- Fragmento -
'''

Leyes, medidas policiales y campañas se enderezaron para abatir al bandolerismo. La ley del 13 de abril de 1869 estableció el modo de juzgar y punir a los salteadores. Para llenar el requisito previo de aprehenderlos se organizaron cuerpos de policía rurales con rancheros (algunos matones de oficio) que hicieron boquetes de consideración en las filas del bandidaje, pero que no lograron extinguirlo: plateados, bandidos de Río Frío, ladrones del Monte de las Cruces y muchos más siguieron asaltando diligencias.
Movidos por una fe ciega en la capacidad redentora y lucrativa de las modernas vías de comunicación, principalmente del ferrocarril, los gobiernos de Benito Juárez y Sebastián Lerdo de Tejada dedicaron lo mejor de sus esfuerzos a construirlas con el concurso de compañías inglesas y norteamericanas. Para 1867 la mayoría de los países europeos y los Estados Unidos disponían de una vasta red de caminos de hierro. México, en cambio, no tenía prácticamente nada. La primera obra ferroviaria importante fue la de México a Veracruz. Las fastuosas fiestas de enero de 1873 se debieron a la inauguración del ferrocarril. En las Cumbres de Maltrata se juntaron los rieles que venían de Veracruz con los que iban de México. El primero del año, el presidente Lerdo de Tejada inauguró el ferrocarril, que según la opinión pública más autorizada, resolvería “todas las cuestiones políticas, sociales y económicas que no habían podido resolver la abnegación y la sangre de dos generaciones”. Por lo pronto traería a los anhelados colonos agrícolas de Europa.

'''

- Datos almacenados -

'''

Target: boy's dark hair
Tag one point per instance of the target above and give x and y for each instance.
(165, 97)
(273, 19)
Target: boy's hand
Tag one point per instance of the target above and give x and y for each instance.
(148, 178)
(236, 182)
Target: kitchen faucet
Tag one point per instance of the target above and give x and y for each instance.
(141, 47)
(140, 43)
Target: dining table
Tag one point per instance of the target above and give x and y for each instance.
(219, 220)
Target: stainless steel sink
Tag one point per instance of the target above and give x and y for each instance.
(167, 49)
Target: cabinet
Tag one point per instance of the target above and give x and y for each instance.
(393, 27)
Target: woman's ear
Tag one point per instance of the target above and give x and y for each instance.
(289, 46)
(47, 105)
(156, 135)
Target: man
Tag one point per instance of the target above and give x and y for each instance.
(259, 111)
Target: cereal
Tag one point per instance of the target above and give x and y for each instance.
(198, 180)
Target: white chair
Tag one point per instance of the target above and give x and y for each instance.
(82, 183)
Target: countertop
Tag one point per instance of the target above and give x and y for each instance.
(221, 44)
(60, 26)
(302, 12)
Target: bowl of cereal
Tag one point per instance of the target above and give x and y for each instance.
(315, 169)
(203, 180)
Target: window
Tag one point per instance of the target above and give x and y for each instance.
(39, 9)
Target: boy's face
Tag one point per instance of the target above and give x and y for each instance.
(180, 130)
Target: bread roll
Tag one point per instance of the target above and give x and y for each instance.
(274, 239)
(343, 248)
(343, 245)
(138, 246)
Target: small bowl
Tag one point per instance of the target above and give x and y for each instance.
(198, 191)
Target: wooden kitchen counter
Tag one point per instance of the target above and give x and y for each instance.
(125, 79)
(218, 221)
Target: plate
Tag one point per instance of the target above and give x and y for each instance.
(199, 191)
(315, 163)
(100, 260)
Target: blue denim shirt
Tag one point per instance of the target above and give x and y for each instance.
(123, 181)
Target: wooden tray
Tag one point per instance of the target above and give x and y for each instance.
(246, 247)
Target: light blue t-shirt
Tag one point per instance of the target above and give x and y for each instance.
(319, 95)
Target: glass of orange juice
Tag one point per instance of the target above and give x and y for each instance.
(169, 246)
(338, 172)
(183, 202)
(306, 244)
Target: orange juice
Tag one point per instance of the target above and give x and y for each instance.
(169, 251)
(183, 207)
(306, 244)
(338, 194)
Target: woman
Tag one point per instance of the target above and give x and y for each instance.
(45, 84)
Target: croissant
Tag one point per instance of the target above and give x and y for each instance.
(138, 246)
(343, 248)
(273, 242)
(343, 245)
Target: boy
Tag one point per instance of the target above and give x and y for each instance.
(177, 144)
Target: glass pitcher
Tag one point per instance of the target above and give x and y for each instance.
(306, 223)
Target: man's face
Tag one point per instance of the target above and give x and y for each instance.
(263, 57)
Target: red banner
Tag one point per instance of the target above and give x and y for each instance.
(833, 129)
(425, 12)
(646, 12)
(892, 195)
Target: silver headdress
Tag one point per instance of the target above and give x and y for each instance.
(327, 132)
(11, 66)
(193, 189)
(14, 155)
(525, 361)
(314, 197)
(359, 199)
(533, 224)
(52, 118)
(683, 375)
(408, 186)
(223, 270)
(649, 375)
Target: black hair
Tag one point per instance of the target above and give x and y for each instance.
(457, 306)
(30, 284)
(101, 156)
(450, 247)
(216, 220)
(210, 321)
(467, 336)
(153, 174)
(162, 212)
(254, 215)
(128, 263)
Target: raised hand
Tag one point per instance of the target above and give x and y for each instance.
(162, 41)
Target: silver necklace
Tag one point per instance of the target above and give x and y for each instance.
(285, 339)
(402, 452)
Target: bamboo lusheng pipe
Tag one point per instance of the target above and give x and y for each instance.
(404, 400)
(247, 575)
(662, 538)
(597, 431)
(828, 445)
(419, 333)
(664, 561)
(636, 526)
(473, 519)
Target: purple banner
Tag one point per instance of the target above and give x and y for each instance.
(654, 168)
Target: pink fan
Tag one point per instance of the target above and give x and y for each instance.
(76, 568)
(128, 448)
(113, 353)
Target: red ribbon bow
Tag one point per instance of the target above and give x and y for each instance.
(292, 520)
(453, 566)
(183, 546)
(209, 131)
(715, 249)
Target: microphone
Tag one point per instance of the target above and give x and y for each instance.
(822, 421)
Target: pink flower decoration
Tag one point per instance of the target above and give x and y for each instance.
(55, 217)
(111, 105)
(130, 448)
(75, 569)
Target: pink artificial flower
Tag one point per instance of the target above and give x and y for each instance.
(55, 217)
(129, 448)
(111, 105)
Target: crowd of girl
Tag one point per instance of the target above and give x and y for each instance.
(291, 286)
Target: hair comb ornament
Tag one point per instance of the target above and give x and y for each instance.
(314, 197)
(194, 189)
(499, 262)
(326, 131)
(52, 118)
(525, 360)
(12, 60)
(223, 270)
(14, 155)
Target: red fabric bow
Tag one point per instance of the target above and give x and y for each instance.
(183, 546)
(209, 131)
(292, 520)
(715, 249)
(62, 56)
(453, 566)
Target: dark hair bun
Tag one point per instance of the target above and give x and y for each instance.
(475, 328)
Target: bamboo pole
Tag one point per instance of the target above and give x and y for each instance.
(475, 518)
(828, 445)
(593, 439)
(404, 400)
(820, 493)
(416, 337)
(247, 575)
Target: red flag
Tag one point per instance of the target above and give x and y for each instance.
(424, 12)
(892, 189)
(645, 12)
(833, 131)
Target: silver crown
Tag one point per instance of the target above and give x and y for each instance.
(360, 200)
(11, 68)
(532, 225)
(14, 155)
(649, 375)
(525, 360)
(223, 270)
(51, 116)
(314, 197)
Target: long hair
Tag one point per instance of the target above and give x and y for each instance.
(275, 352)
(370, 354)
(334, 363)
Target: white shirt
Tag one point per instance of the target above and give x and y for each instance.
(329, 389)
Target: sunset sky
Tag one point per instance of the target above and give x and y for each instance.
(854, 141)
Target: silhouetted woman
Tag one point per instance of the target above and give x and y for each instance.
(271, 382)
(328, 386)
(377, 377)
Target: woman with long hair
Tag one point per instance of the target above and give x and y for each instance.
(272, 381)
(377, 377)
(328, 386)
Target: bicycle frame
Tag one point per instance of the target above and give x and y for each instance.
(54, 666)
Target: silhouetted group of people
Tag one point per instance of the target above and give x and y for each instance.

'''

- Ejercicios -
**a)** Enumera los grupos de salteadores que, según el fragmento, siguieron asaltando diligencias.
**b)** Según el fragmento, ¿en qué lugar se juntaron los rieles que venían de Veracruz con los que iban de México?
**c)** Prosigue el fragmento sobre el bandolerismo y el ferrocarril en México desde donde termina.

- Respuestas escritas -
**a)** Plateados, bandidos de Río Frío y ladrones del Monte de las Cruces.

**b)** En las Cumbres de Maltrata.

**c)**
El otro sueño constante del partido liberal, el de la inmigración “de hombres activos e industriosos de otros países” para poner en producción las tierras fértiles y despobladas de medio México, comenzó a ejercerse desde la primera vez que los liberales se hicieron del poder. Comonfort (ley del 1o. de enero de 1856) dio autorización a los extranjeros para adquirir en la República toda clase de tierras y dispuso el establecimiento de una colonia mixta de alemanes en el estado de Nuevo León. El presidente Juárez, desde 1861, concedió gracias a los extranjeros compradores de tierras mexicanas. En 1864 cede a una compañía estadunidense la mayor parte de la Baja California, pero ésta fuera de rapar los campos de orchilla, liquen tintóreo muy apreciado por la industria inglesa de casimires, no hizo gran cosa por el progreso demográfico y económico de la extensa península.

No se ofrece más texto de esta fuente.